» **PROBLEM STATEMENT**: Type out all the records word for word. Any pictures are to be left out.

» **LISTED RECORDS**:
=== Section Start ===

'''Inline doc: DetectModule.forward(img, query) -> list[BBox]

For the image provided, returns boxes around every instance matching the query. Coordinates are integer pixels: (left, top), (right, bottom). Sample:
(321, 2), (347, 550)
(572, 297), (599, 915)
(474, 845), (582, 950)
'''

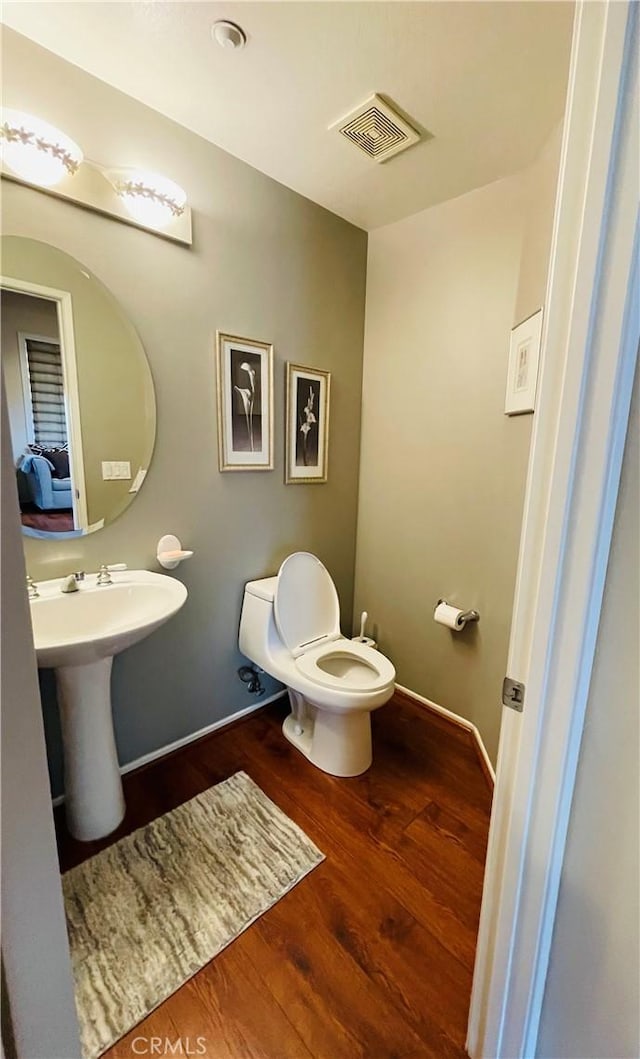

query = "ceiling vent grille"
(331, 94), (421, 163)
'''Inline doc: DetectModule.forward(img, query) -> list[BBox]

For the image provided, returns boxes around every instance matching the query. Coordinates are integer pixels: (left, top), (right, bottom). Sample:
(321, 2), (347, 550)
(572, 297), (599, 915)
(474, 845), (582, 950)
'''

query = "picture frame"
(216, 332), (274, 471)
(504, 308), (543, 416)
(285, 362), (330, 484)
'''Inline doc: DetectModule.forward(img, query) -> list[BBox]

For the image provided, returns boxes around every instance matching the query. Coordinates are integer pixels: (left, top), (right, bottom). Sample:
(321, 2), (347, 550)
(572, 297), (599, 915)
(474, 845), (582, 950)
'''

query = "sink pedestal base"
(56, 658), (125, 841)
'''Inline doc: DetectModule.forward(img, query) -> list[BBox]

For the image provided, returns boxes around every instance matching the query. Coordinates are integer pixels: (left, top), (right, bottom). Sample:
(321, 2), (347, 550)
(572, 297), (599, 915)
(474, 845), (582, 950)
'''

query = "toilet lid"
(274, 552), (340, 657)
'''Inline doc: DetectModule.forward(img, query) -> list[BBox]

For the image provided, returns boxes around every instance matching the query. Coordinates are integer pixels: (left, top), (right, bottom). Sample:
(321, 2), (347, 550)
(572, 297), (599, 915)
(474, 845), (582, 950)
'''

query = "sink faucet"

=== Section End ===

» **EXERCISE RESPONSE**:
'''Inline doc: DetectModule.forward(img, query) -> list[BBox]

For the image provided, returns boxes around every instance matching the query. Coordinates are integer pixels: (left, top), (right, bottom). Sample:
(321, 2), (347, 550)
(572, 297), (599, 915)
(474, 845), (582, 950)
'''


query = "ceiling vent grille"
(331, 94), (421, 163)
'''Inline doc: DetectModule.forward(img, query) -> list[BBox]

For the image provided, returns boxes around every instance matching the query. Coordinates are integer pixels: (left, top), (right, bottom). Sample:
(321, 2), (347, 550)
(572, 297), (599, 915)
(474, 845), (582, 950)
'''

query = "picture frame"
(216, 332), (274, 471)
(504, 308), (543, 416)
(285, 362), (330, 484)
'''Inline doc: DetectModule.forward(img, query) -> list[BBox]

For the image provided, returns boxes around every instance matching the query. Coordinates are integer pixels: (left, top), (right, bottom). Sample:
(321, 2), (347, 550)
(572, 297), (599, 915)
(474, 845), (582, 950)
'''

query = "sink pedestal base"
(56, 658), (125, 841)
'''Inline doc: DetectModule.forward(img, query) -> list[BBox]

For the image provided, returns boxes around every instance matching the query. Coordinates are integer pixels: (left, top), (right, bottom). Sample:
(321, 2), (347, 550)
(572, 297), (599, 915)
(474, 845), (582, 950)
'''

query = "toilet lid"
(274, 552), (340, 657)
'''Inline doc: DetectModule.forward(img, query) -> list[BBox]

For the image provided, returns boxes around every instance matching the query. Coordinates are integer pixels: (left, top), (right, bottom). Sample:
(321, 2), (347, 550)
(572, 297), (599, 915)
(474, 845), (582, 950)
'''

query = "sink faucet"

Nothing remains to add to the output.